[SHORT TASK]
Reproduce the records from the line containing "Provide the location of every instance of the wood grain" through the end of the records, requests included, and shift every coordinate in the answers by adding -27 to it.

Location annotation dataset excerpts
::::

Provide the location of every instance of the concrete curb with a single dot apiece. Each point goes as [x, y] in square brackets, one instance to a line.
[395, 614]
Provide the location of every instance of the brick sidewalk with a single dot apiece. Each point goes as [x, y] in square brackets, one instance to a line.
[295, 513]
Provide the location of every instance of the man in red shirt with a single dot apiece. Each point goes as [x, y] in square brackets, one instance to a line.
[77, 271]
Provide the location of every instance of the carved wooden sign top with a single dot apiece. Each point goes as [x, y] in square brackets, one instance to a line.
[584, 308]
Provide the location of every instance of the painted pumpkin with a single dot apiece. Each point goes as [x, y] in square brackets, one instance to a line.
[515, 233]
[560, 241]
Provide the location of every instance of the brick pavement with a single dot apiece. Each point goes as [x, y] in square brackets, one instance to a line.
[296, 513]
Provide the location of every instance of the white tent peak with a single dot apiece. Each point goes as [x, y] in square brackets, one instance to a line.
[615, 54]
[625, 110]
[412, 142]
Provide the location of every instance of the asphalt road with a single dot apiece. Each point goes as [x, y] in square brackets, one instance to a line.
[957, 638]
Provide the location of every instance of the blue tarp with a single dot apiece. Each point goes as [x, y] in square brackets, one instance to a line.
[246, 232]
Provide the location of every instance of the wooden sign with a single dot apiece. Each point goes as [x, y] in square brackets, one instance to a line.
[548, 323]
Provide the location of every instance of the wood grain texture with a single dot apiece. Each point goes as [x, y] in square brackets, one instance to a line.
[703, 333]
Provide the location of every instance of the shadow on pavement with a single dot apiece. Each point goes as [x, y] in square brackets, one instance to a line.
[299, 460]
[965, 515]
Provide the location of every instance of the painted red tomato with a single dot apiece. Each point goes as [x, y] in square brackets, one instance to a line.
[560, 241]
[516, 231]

::::

[EXERCISE OUTPUT]
Provide the location of every instance of the wood grain texture with a single dot apiece. Each point goes as [x, y] in square brackets, one instance to a line.
[676, 306]
Provide the location of every instance of the shadow on pavement with a single dot apiece. Each point goes as [x, y] in square brackets, one instance to a line.
[272, 433]
[938, 488]
Provide the location of every instance of the painted red tomato with a single dot apiece. Each point goes as [x, y] in square brackets, one instance to a line.
[533, 214]
[489, 204]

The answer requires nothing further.